### [ACTIVITY]
Locate the word "tree" in the data below, then copy every line that holds it.

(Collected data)
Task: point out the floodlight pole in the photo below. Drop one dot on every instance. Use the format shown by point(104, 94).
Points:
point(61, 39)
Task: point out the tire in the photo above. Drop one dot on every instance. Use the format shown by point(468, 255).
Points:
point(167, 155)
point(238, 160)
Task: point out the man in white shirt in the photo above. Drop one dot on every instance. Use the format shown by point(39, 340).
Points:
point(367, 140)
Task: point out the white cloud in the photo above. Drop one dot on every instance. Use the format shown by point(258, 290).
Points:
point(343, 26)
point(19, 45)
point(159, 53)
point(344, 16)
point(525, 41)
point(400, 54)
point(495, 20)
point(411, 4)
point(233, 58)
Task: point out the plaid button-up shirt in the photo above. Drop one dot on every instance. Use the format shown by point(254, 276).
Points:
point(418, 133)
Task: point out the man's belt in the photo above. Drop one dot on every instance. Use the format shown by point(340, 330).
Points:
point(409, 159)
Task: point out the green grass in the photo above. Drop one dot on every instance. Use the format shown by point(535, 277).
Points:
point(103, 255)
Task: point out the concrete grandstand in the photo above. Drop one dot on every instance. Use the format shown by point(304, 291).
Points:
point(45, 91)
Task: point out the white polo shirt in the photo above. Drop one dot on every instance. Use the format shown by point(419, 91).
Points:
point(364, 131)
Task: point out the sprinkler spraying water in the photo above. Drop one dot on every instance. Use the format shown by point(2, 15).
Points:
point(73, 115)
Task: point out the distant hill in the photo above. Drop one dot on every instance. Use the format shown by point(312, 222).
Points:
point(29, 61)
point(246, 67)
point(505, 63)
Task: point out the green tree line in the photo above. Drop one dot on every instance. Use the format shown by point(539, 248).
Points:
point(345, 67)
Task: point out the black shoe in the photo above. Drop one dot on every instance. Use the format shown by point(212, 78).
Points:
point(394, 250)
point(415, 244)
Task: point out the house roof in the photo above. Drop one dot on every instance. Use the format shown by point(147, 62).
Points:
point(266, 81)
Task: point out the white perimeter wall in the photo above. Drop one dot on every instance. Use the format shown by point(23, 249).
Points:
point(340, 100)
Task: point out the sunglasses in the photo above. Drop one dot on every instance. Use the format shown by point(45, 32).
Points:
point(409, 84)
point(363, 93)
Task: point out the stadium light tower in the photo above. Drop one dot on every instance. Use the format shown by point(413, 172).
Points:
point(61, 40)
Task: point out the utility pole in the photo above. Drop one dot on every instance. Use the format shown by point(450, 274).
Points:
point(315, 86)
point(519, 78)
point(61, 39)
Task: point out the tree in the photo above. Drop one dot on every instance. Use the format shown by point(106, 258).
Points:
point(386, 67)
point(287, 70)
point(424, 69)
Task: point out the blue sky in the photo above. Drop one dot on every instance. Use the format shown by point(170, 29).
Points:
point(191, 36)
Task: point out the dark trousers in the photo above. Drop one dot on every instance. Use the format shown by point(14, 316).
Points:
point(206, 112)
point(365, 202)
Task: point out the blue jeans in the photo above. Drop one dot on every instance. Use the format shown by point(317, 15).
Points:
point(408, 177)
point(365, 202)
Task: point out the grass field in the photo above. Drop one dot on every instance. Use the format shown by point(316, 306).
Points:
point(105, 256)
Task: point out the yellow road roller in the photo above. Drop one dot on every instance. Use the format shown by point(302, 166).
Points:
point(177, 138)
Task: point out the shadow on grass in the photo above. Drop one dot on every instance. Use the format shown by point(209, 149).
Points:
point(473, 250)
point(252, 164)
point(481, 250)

### [PROBLEM SOLUTION]
Task: point out the green tree line in the photo above. Drop one dot on every instance. Use the format shown by point(539, 248).
Task: point out the tree in the photo above. Drop one dot on every instance. Use the format shown by point(106, 258).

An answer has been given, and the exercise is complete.